WHAT THE TASK ASKS
Go through the entries below and print each one exactly.

*** INFORMATION PROVIDED Section Begins ***

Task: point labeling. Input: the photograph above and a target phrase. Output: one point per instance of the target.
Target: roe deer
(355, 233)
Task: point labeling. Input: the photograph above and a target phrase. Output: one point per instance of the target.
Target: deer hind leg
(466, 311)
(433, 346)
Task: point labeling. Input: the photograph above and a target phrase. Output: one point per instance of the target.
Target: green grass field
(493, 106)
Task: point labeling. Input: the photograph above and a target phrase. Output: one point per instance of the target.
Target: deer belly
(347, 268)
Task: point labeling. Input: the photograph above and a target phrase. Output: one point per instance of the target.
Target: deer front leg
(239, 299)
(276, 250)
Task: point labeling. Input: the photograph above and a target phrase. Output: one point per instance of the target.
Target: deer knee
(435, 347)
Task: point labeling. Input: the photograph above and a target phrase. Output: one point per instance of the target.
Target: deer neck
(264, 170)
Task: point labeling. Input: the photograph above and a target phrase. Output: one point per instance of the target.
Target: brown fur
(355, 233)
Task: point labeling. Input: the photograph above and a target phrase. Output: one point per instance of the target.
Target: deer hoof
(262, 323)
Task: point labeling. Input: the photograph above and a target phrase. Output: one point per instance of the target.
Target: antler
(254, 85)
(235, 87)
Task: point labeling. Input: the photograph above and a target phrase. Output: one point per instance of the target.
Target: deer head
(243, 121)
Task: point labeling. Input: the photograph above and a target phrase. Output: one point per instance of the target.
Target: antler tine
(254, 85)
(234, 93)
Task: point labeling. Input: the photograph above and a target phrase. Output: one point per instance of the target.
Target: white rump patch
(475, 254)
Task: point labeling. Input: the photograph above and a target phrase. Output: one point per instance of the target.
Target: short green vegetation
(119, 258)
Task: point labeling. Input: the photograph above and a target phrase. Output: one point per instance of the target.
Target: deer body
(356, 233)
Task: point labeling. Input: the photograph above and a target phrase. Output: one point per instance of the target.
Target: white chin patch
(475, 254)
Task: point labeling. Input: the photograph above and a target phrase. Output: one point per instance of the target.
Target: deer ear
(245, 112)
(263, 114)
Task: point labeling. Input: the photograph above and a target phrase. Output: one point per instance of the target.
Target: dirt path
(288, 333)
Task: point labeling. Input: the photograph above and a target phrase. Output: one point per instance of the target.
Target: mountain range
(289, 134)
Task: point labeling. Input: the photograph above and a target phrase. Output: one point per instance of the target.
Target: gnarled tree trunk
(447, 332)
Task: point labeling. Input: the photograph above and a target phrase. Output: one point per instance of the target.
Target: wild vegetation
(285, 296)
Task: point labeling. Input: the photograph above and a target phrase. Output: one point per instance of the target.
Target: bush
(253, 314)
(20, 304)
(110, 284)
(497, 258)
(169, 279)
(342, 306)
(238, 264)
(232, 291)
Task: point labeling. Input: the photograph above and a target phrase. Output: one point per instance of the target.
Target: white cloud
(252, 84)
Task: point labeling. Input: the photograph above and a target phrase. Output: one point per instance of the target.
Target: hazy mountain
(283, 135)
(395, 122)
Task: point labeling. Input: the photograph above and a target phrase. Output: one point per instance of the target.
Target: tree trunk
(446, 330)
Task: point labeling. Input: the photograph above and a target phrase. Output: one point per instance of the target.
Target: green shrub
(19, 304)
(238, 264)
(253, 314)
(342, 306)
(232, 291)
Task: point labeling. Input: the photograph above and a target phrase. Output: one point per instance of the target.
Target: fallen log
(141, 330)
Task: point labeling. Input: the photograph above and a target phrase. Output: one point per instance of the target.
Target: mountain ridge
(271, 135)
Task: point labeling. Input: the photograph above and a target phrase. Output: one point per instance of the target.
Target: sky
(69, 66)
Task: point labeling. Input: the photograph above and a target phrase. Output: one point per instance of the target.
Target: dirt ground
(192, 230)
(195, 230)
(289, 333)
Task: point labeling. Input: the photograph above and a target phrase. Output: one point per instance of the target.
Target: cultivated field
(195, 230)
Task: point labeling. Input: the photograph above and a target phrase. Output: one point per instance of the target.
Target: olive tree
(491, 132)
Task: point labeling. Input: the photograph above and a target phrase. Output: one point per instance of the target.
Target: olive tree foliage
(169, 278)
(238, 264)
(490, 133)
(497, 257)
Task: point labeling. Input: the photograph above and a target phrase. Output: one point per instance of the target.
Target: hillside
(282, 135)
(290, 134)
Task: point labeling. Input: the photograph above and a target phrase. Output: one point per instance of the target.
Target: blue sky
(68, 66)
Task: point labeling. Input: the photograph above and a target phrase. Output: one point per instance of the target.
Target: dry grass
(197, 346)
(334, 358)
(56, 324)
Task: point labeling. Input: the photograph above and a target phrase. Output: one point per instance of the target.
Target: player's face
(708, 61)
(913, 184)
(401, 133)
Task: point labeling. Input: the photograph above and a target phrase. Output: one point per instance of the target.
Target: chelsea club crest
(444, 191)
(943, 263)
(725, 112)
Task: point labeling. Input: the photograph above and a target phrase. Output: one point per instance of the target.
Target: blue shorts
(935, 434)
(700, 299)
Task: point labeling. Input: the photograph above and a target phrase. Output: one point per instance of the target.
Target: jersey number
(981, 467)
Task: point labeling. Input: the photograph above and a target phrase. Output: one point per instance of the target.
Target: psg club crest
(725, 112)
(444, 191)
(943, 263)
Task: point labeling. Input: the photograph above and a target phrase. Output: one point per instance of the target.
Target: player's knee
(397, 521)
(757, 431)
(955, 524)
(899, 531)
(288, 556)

*** INFORMATION PROVIDED Section Ends ***

EXERCISE OUTPUT
Task: point labeling. Input: the photograph above and a target phrase. Output: one point per instance of the target.
Target: roe deer
(355, 233)
Task: point labeling. Input: the photograph above and a target phrase. Output: one point per instance of the target.
Target: deer hind leg
(466, 311)
(433, 346)
Task: point labeling. Input: the photograph above and a target phrase. Output: one point per instance of the target.
Target: green grass field
(493, 106)
Task: point labeling. Input: the photograph above and a target phrase. Output: one point per instance of the target.
Target: deer belly
(347, 268)
Task: point labeling. Input: the photograph above and a target phrase. Output: one point per instance of the target.
Target: deer front leg
(239, 299)
(276, 250)
Task: point labeling. Input: the photograph above and a target phrase. Output: one point per instance of the target.
Target: deer knee
(435, 347)
Task: point labeling. Input: the photograph above and a target phrase. Output: one point per instance of the target.
Target: deer neck
(264, 170)
Task: point labeling. Input: the photograph above and a target phrase. Output: one point per instance of the target.
Target: brown fur
(355, 233)
Task: point labeling. Input: the photograph above and a target phrase. Output: one point per instance of the target.
Target: deer hoof
(262, 323)
Task: point labeling. Input: the photograph above and a target phrase. Output: one point per instance of the target.
Target: antler
(254, 85)
(235, 87)
Task: point labeling. Input: the photograph above and a target phrase. Output: one point per instance of the target.
Target: deer head
(243, 121)
Task: point labeling. Input: the photograph above and a target phrase. Output: one point per instance of the target.
Target: antler tine
(254, 85)
(234, 93)
Task: point labeling. Input: the photograph above and a target phrase. Output: one point per instance of the target.
Target: white rump patch
(475, 254)
Task: point labeling. Input: the photograph above and a target phrase. Output: one point per instance of the target.
Target: short green vegetation
(119, 258)
Task: point labeling. Input: the photograph above and a target phrase. Output: one point per instance of the target.
Target: deer body
(356, 233)
Task: point labeling. Input: the photograph above and a target phrase. Output: one point per instance of the target.
Target: white chin patch
(475, 254)
Task: point labeling. Input: the photograph above and a target phrase. Output: one point per instance of the target.
Target: deer ear
(245, 112)
(263, 114)
Task: point labeling. Input: the photograph above and a target phrase. Output: one point per instance of the target.
Target: dirt path
(288, 333)
Task: point labeling. Input: the photograph above and a target phrase. Output: one point per instance of the target.
Target: mountain range
(289, 134)
Task: point labeling. Input: the photograph above and a target phrase. Output: one point per instance of the target.
Target: gnarled tree trunk
(447, 332)
Task: point labeling. Input: the photograph above and a target phrase. Output: one point per instance of the target.
Target: wild vegetation
(285, 296)
Task: point labeling. Input: the photograph above and a target phrase. Output: one point per instance of the target.
Target: bush
(253, 314)
(20, 304)
(110, 284)
(497, 258)
(169, 279)
(342, 306)
(238, 264)
(232, 291)
Task: point labeling. Input: the photograph above and a target phrase. Output: one point per instance of the target.
Target: white cloud
(252, 84)
Task: point labeling. Input: the photograph above and a target phrase. Output: one point per instance of the target.
Target: hazy mountain
(283, 135)
(395, 122)
Task: point labeling. Input: the photograph above and a target phrase. Output: one point per instance of the target.
Target: tree trunk
(446, 330)
Task: point labeling. Input: the photograph above and a target phrase. Output: one point per instance of the target.
Target: green shrub
(19, 304)
(238, 264)
(253, 314)
(342, 306)
(232, 291)
Task: point labeling. Input: the photograph above and a target phrase. Output: one point per instance of the target.
Target: fallen log
(141, 330)
Task: point labeling. Input: the photograph above and a target phrase. Output: one point per instance of the target.
Target: mountain ridge
(271, 135)
Task: point labeling. Input: the photograph above and a target phrase. Output: one point per instance of the target.
Target: sky
(69, 66)
Task: point labeling. Input: the photograph above and a target phrase. Output: one point per instance of the target.
Target: dirt ground
(192, 230)
(195, 230)
(289, 333)
Task: point labeling. Input: the photograph above and a target phrase. Output: one point per instance of the target.
Target: cultivated field
(195, 230)
Task: point labeling. Input: the photograph above and a target phrase. Output: one point per instance of the target.
Target: olive tree
(491, 132)
Task: point labeling. Input: the photograph above and a target phrase. Output: one point per instance of the target.
Target: olive tree foliage
(169, 278)
(238, 264)
(490, 133)
(497, 257)
Task: point labeling. Input: the photograph above and a target phrase. Output: one point per instance of the target.
Target: hillside
(282, 135)
(290, 134)
Task: point labeling. Input: the photograph above and a target phrase. Output: one point per instance of the target.
Target: blue sky
(68, 66)
Task: point labeling. Input: the photograph above and a target phrase. Output: one point per instance of the target.
Target: dry grass
(197, 346)
(334, 358)
(56, 324)
Task: point labeling. Input: the photograph above and a target phrase. Output: one point per instance of the target.
Target: player's face
(708, 61)
(913, 184)
(401, 133)
Task: point labeling. Input: the photograph above and a target phrase. Output: one point per instance of the target.
Target: chelsea club crest
(444, 191)
(943, 263)
(725, 112)
Task: point labeling. Input: the photograph above and a target phrase. Output: one point per instance of the target.
Target: blue shorts
(935, 434)
(700, 299)
Task: point labeling. Input: the photograph above and a target phrase. Output: one point per instance of the target.
Target: jersey number
(981, 467)
Task: point labeling. Input: the photograph above and a target phrase. Output: one point per instance of the target.
Target: psg club crest
(725, 112)
(444, 191)
(943, 263)
Task: point labeling. Input: the photograph above and a target phrase. Output: one point per instance of the target.
Target: player's knee
(397, 521)
(757, 431)
(955, 524)
(899, 531)
(288, 556)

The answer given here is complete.